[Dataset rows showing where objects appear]

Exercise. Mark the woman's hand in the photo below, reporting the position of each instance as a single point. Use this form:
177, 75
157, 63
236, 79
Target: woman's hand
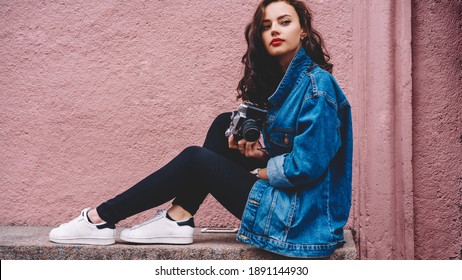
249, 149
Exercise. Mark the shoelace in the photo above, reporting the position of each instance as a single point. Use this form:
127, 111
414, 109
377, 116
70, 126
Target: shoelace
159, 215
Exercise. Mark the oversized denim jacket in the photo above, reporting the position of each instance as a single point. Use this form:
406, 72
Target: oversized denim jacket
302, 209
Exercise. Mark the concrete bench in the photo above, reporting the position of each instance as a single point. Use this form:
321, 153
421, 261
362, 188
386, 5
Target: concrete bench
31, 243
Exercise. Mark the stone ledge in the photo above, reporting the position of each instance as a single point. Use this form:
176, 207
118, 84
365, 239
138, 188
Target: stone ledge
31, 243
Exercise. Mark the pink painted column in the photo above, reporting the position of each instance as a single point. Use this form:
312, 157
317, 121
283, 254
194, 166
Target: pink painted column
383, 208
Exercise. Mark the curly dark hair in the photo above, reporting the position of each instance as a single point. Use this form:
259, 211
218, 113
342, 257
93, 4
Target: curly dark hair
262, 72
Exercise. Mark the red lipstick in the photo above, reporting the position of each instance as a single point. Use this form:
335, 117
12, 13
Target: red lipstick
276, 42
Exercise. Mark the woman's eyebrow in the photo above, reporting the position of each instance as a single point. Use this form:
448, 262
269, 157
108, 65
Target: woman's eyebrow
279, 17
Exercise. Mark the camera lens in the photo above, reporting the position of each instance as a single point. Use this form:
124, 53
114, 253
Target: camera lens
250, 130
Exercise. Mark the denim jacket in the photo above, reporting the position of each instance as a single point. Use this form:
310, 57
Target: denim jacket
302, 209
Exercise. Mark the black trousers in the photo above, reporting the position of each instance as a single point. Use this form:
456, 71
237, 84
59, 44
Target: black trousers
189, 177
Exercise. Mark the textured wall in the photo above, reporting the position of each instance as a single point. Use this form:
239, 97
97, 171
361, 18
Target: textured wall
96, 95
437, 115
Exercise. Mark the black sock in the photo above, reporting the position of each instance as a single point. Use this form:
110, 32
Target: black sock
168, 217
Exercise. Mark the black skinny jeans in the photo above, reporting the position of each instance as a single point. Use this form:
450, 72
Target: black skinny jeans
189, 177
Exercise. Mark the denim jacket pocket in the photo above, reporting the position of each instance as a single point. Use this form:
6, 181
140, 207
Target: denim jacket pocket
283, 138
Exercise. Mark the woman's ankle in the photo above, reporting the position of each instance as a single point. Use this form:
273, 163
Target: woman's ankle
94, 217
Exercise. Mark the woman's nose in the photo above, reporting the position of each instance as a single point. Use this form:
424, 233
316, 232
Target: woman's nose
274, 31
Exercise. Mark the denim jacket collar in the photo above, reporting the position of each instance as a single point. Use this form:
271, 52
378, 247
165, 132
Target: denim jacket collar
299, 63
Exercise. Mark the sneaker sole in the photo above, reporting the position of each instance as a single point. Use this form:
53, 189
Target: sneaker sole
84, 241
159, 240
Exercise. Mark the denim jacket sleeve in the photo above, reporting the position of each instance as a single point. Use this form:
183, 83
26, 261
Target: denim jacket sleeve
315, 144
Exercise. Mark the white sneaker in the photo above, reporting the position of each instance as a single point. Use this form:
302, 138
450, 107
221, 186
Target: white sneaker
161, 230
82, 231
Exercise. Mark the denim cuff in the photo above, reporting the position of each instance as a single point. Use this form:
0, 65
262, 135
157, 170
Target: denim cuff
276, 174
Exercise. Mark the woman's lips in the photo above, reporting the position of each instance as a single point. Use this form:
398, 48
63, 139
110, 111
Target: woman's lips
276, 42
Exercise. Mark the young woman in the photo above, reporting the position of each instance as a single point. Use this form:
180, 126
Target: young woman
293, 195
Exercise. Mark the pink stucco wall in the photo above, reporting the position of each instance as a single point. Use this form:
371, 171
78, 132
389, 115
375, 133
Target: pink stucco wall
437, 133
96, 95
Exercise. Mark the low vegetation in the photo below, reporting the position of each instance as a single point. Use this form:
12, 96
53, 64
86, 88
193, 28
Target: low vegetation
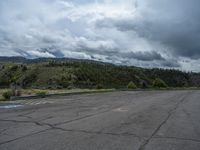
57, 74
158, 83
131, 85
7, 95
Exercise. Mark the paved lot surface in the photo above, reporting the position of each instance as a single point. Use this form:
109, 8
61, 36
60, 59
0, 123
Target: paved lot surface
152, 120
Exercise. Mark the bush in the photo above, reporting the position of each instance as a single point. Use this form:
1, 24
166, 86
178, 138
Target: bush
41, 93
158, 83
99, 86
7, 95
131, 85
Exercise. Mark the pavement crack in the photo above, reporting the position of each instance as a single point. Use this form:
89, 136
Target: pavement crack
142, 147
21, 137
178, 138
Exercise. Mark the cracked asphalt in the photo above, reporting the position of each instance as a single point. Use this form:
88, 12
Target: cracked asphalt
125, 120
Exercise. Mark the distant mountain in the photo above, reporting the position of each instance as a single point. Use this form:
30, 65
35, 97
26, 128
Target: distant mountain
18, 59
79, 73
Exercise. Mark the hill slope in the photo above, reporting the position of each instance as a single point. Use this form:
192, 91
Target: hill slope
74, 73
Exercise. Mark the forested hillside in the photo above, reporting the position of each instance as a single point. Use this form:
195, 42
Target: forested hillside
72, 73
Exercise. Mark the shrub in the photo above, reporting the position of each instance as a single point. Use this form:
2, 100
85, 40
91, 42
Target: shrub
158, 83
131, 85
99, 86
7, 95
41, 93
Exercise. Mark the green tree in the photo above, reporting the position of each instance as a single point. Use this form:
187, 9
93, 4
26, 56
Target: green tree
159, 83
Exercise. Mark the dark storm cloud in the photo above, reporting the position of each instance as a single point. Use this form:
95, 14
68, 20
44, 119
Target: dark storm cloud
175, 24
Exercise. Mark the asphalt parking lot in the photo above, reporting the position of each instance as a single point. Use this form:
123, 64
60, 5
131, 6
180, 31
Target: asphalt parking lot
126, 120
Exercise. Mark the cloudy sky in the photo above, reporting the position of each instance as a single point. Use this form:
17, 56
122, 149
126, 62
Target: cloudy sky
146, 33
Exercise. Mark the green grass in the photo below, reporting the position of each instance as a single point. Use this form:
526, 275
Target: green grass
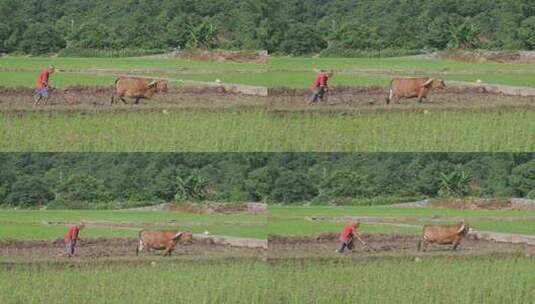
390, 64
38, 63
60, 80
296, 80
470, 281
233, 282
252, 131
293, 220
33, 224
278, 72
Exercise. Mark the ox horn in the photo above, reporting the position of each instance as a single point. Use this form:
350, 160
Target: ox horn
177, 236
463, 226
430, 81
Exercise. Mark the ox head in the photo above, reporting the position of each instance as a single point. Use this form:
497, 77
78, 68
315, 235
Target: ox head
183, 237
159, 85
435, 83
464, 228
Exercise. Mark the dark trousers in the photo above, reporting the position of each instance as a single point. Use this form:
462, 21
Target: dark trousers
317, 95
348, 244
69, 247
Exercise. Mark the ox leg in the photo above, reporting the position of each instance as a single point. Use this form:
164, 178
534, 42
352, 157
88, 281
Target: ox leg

- [OBJECTIVE]: Format the entire listing above as a Markdown table with two columns, "Row" for the row number and "Line" for the text of each line, and leave out blank lines. Leave the pictures out of the table.

- [FINISHED EXERCISE]:
| Row | Line |
|---|---|
| 1 | Exercise. Mark the woman's hand in the photo below, reporting the position of each instance as a single point. Use this form: |
| 2 | 177, 75 |
| 3 | 157, 63 |
| 4 | 236, 79 |
| 5 | Target: woman's hand |
| 6 | 249, 149 |
| 7 | Exercise. Mark the shoelace in the photo above, reporting the position of each instance as a single point. Use this form: |
| 8 | 127, 111 |
| 9 | 414, 109 |
| 10 | 377, 116 |
| 11 | 70, 126 |
| 12 | Target: shoelace |
| 13 | 159, 215 |
| 14 | Exercise. Mark the oversized denim jacket in the photo above, reporting the position of each instance as a single point. Use this form: |
| 15 | 406, 72 |
| 16 | Target: oversized denim jacket |
| 17 | 302, 209 |
| 18 | Exercise. Mark the concrete bench in the photo above, reporting the position of each instance as a single point. Use this form: |
| 19 | 321, 153 |
| 20 | 421, 261 |
| 21 | 362, 188 |
| 22 | 386, 5 |
| 23 | Target: concrete bench |
| 24 | 31, 243 |
| 25 | Exercise. Mark the stone ledge in the photo above, reporting the position of each instance as a single point. Use this form: |
| 26 | 176, 207 |
| 27 | 118, 84 |
| 28 | 365, 239 |
| 29 | 138, 188 |
| 30 | Target: stone ledge |
| 31 | 31, 243 |
| 32 | Exercise. Mark the pink painted column in the photo above, reporting the position of each instance as a single point. Use this form: |
| 33 | 312, 157 |
| 34 | 317, 121 |
| 35 | 283, 254 |
| 36 | 194, 166 |
| 37 | Target: pink painted column |
| 38 | 383, 208 |
| 39 | Exercise. Mark the curly dark hair in the photo above, reporting the position of each instance as a single point. Use this form: |
| 40 | 259, 211 |
| 41 | 218, 113 |
| 42 | 342, 257 |
| 43 | 93, 4 |
| 44 | Target: curly dark hair |
| 45 | 262, 72 |
| 46 | Exercise. Mark the red lipstick in the photo above, reporting the position of each instance as a single point. Use this form: |
| 47 | 335, 117 |
| 48 | 12, 13 |
| 49 | Target: red lipstick |
| 50 | 276, 42 |
| 51 | Exercise. Mark the woman's eyebrow in the photo above, reporting the position of each instance as a single point. Use this form: |
| 52 | 448, 262 |
| 53 | 269, 157 |
| 54 | 108, 65 |
| 55 | Target: woman's eyebrow |
| 56 | 279, 17 |
| 57 | Exercise. Mark the camera lens in the photo above, reporting the position of each instance as a single point. Use this form: |
| 58 | 124, 53 |
| 59 | 114, 253 |
| 60 | Target: camera lens |
| 61 | 250, 130 |
| 62 | Exercise. Mark the denim jacket in the photo above, reporting the position of each instance as a single point. Use this form: |
| 63 | 310, 57 |
| 64 | Target: denim jacket |
| 65 | 302, 209 |
| 66 | Exercise. Mark the black trousers in the photo above, reporting the position of each instance as a single point. Use this form: |
| 67 | 456, 71 |
| 68 | 237, 84 |
| 69 | 59, 44 |
| 70 | Target: black trousers |
| 71 | 189, 177 |
| 72 | Exercise. Mark the textured wall in the photo above, reporting the position of each instance as a single point. Use this form: |
| 73 | 239, 97 |
| 74 | 97, 171 |
| 75 | 361, 18 |
| 76 | Target: textured wall |
| 77 | 96, 95 |
| 78 | 437, 115 |
| 79 | Exercise. Mark the black sock in the photo above, reporting the position of each instance as a single point. Use this form: |
| 80 | 110, 32 |
| 81 | Target: black sock |
| 82 | 168, 217 |
| 83 | Exercise. Mark the black skinny jeans in the photo above, reporting the position of each instance as a single point. Use this form: |
| 84 | 450, 72 |
| 85 | Target: black skinny jeans |
| 86 | 189, 177 |
| 87 | Exercise. Mark the denim jacket pocket in the photo above, reporting the position of each instance as a single point. Use this form: |
| 88 | 6, 181 |
| 89 | 140, 207 |
| 90 | Target: denim jacket pocket |
| 91 | 283, 138 |
| 92 | Exercise. Mark the woman's ankle in the photo above, reporting the position of each instance as a single point. Use this form: |
| 93 | 273, 163 |
| 94 | Target: woman's ankle |
| 95 | 94, 217 |
| 96 | Exercise. Mark the woman's nose in the photo above, reporting the position of each instance as a single point. Use this form: |
| 97 | 424, 233 |
| 98 | 316, 232 |
| 99 | Target: woman's nose |
| 100 | 274, 31 |
| 101 | Exercise. Mark the denim jacket collar in the photo above, reporting the position of each instance as a single point. Use this form: |
| 102 | 271, 52 |
| 103 | 378, 247 |
| 104 | 165, 132 |
| 105 | Target: denim jacket collar |
| 106 | 299, 63 |
| 107 | Exercise. Mark the sneaker sole in the photo above, reporting the position of each instance as a single point. Use this form: |
| 108 | 53, 189 |
| 109 | Target: sneaker sole |
| 110 | 84, 241 |
| 111 | 159, 240 |
| 112 | Exercise. Mark the denim jacket sleeve in the photo above, reporting the position of each instance as a single point. Use this form: |
| 113 | 183, 83 |
| 114 | 26, 261 |
| 115 | Target: denim jacket sleeve |
| 116 | 315, 144 |
| 117 | Exercise. Mark the white sneaker in the photo above, reporting the position of each instance as a single point. Use this form: |
| 118 | 302, 138 |
| 119 | 450, 107 |
| 120 | 221, 186 |
| 121 | Target: white sneaker |
| 122 | 161, 230 |
| 123 | 82, 231 |
| 124 | Exercise. Mark the denim cuff in the photo above, reporting the position of each instance as a single point. Use this form: |
| 125 | 0, 65 |
| 126 | 262, 135 |
| 127 | 157, 170 |
| 128 | Target: denim cuff |
| 129 | 276, 174 |
| 130 | Exercise. Mark the woman's lips in the photo above, reporting the position of each instance as a single point. Use this form: |
| 131 | 398, 48 |
| 132 | 63, 139 |
| 133 | 110, 111 |
| 134 | Target: woman's lips |
| 135 | 276, 42 |
| 136 | Exercise. Mark the young woman in the photo above, reporting the position of each instance as a single point. Use this form: |
| 137 | 180, 126 |
| 138 | Target: young woman |
| 139 | 293, 195 |
| 140 | Exercise. Mark the pink stucco wall in the photo above, reporting the position of each instance as a single point. Use this form: |
| 141 | 371, 171 |
| 142 | 78, 132 |
| 143 | 389, 115 |
| 144 | 375, 133 |
| 145 | Target: pink stucco wall |
| 146 | 437, 133 |
| 147 | 96, 95 |
| 148 | Exercise. Mark the low vegetation in the photo below, reporting the position of each instance as a single point. Use this form: |
| 149 | 12, 96 |
| 150 | 53, 64 |
| 151 | 86, 88 |
| 152 | 193, 28 |
| 153 | Target: low vegetation |
| 154 | 57, 74 |
| 155 | 158, 83 |
| 156 | 131, 85 |
| 157 | 7, 95 |
| 158 | Exercise. Mark the paved lot surface in the photo above, reporting the position of each instance as a single point. Use this form: |
| 159 | 109, 8 |
| 160 | 61, 36 |
| 161 | 60, 59 |
| 162 | 0, 123 |
| 163 | Target: paved lot surface |
| 164 | 152, 120 |
| 165 | Exercise. Mark the bush in the photo above, reporting the position of each instance as a single point. Use this form: |
| 166 | 1, 24 |
| 167 | 166, 86 |
| 168 | 178, 138 |
| 169 | Target: bush |
| 170 | 41, 93 |
| 171 | 158, 83 |
| 172 | 99, 86 |
| 173 | 7, 95 |
| 174 | 131, 85 |
| 175 | Exercise. Mark the pavement crack in the photo above, reporting the position of each instance as a single point. Use this form: |
| 176 | 89, 136 |
| 177 | Target: pavement crack |
| 178 | 142, 147 |
| 179 | 21, 137 |
| 180 | 178, 138 |
| 181 | Exercise. Mark the cracked asphalt in the photo above, reporting the position of each instance as a single point. Use this form: |
| 182 | 88, 12 |
| 183 | Target: cracked asphalt |
| 184 | 125, 120 |
| 185 | Exercise. Mark the distant mountain in the photo above, reporting the position of each instance as a single point. Use this form: |
| 186 | 30, 65 |
| 187 | 35, 97 |
| 188 | 26, 128 |
| 189 | Target: distant mountain |
| 190 | 18, 59 |
| 191 | 79, 73 |
| 192 | Exercise. Mark the hill slope in the photo above, reporting the position of each instance as a single point. Use this form: |
| 193 | 192, 91 |
| 194 | Target: hill slope |
| 195 | 74, 73 |
| 196 | Exercise. Mark the forested hillside in the photo above, reporting the position of each instance as a single point. Use this form: |
| 197 | 195, 42 |
| 198 | Target: forested hillside |
| 199 | 72, 73 |
| 200 | Exercise. Mark the shrub in the photo above, reporting the position of each instance as a single point. Use this form: |
| 201 | 2, 100 |
| 202 | 85, 40 |
| 203 | 91, 42 |
| 204 | Target: shrub |
| 205 | 158, 83 |
| 206 | 131, 85 |
| 207 | 99, 86 |
| 208 | 7, 95 |
| 209 | 41, 93 |
| 210 | Exercise. Mark the green tree in the photo above, reporting the position of each instance as a single point. Use this form: |
| 211 | 187, 9 |
| 212 | 93, 4 |
| 213 | 26, 56 |
| 214 | Target: green tree |
| 215 | 159, 83 |
| 216 | Exercise. Mark the dark storm cloud in the photo above, reporting the position of each instance as a single point. Use this form: |
| 217 | 95, 14 |
| 218 | 68, 20 |
| 219 | 44, 119 |
| 220 | Target: dark storm cloud |
| 221 | 175, 24 |
| 222 | Exercise. Mark the asphalt parking lot in the photo above, reporting the position of each instance as a single point. Use this form: |
| 223 | 123, 64 |
| 224 | 60, 5 |
| 225 | 131, 6 |
| 226 | 180, 31 |
| 227 | Target: asphalt parking lot |
| 228 | 126, 120 |
| 229 | Exercise. Mark the cloudy sky in the photo above, reporting the position of each instance as a single point. Use this form: |
| 230 | 17, 56 |
| 231 | 122, 149 |
| 232 | 126, 62 |
| 233 | Target: cloudy sky |
| 234 | 146, 33 |
| 235 | Exercise. Mark the green grass in the photo below, reporting the position of each instance as a single point. Use this form: |
| 236 | 526, 275 |
| 237 | Target: green grass |
| 238 | 390, 64 |
| 239 | 38, 63 |
| 240 | 60, 80 |
| 241 | 296, 80 |
| 242 | 470, 281 |
| 243 | 233, 282 |
| 244 | 252, 131 |
| 245 | 293, 220 |
| 246 | 33, 224 |
| 247 | 278, 72 |
| 248 | Exercise. Mark the ox horn in the photo above, reporting the position of each instance as a single point. Use this form: |
| 249 | 350, 160 |
| 250 | Target: ox horn |
| 251 | 177, 236 |
| 252 | 463, 226 |
| 253 | 430, 81 |
| 254 | Exercise. Mark the ox head in the photo above, reporting the position of each instance as a single point. Use this form: |
| 255 | 497, 77 |
| 256 | 78, 68 |
| 257 | 315, 235 |
| 258 | Target: ox head |
| 259 | 183, 237 |
| 260 | 159, 85 |
| 261 | 435, 83 |
| 262 | 464, 228 |
| 263 | Exercise. Mark the dark trousers in the photo above, reporting the position of each instance as a single point. Use this form: |
| 264 | 462, 21 |
| 265 | Target: dark trousers |
| 266 | 317, 95 |
| 267 | 348, 244 |
| 268 | 69, 247 |
| 269 | Exercise. Mark the ox leg in the photo above, reporting the position of each instance as a single point. Use this form: |
| 270 | 164, 178 |
| 271 | 534, 42 |
| 272 | 352, 157 |
| 273 | 88, 281 |
| 274 | Target: ox leg |